Directions for this task: Which lines below contain "riverbank"? Pull them out.

(Region pointing data)
%%

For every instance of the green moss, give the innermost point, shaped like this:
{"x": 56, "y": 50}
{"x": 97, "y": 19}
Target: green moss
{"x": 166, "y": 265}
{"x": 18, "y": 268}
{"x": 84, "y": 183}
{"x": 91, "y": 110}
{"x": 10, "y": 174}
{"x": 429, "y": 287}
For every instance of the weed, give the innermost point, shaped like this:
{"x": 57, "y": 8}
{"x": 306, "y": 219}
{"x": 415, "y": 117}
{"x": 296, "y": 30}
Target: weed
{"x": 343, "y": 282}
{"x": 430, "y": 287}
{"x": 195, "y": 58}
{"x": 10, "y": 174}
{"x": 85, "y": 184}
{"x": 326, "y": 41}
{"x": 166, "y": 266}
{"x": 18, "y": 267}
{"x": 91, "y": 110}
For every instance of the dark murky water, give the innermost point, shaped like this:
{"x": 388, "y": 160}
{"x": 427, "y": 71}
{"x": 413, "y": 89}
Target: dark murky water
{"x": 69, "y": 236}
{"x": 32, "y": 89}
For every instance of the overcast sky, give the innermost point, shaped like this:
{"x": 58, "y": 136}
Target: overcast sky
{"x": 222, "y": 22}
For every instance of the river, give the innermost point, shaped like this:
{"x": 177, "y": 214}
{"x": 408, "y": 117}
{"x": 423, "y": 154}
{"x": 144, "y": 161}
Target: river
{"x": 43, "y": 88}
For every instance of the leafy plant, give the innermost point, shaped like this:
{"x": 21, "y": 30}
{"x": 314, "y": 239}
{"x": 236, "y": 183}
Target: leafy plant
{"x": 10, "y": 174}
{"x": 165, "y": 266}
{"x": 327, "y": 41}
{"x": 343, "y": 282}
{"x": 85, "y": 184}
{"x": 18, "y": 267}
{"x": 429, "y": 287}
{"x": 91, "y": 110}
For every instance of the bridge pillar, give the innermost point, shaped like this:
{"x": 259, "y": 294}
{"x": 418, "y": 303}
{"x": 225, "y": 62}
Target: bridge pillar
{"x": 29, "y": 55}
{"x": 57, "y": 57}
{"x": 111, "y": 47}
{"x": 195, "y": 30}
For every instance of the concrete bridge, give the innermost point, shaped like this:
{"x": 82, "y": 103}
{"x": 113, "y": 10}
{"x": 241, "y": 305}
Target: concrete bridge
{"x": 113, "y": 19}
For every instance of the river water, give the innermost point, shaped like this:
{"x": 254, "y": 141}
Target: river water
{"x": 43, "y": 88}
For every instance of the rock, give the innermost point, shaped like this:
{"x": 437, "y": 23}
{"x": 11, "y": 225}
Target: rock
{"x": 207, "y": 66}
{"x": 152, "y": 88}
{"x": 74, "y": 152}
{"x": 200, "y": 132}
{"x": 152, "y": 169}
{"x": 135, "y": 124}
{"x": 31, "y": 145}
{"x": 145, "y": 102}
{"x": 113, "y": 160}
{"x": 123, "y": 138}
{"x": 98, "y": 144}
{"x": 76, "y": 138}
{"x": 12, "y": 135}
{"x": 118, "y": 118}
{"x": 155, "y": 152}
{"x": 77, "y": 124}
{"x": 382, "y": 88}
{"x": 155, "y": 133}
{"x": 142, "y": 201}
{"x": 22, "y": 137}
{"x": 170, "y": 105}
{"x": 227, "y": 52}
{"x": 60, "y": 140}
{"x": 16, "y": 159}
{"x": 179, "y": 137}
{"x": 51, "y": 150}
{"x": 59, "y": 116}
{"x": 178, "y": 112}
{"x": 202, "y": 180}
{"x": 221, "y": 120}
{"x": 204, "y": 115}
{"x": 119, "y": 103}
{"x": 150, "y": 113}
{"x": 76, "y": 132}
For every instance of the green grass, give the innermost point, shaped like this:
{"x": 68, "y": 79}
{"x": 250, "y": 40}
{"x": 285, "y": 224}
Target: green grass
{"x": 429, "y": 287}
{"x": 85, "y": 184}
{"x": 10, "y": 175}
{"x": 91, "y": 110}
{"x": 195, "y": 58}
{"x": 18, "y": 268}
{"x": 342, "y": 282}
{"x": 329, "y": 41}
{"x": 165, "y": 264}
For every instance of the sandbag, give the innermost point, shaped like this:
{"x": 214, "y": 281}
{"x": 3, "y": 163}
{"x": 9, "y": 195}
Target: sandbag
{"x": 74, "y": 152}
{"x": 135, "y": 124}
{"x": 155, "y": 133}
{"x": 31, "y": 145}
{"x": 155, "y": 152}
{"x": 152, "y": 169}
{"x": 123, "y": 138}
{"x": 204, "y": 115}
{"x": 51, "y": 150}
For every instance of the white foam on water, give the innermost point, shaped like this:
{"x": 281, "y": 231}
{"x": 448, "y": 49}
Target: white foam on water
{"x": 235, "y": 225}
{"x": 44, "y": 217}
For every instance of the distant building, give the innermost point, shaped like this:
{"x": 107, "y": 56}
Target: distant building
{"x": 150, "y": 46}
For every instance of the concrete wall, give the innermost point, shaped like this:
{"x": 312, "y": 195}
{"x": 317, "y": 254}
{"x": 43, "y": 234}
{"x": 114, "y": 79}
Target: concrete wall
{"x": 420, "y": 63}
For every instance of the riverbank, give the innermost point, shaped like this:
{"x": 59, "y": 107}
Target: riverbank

%%

Response:
For every instance of the riverbank, give the innermost point, shaped like this:
Target: riverbank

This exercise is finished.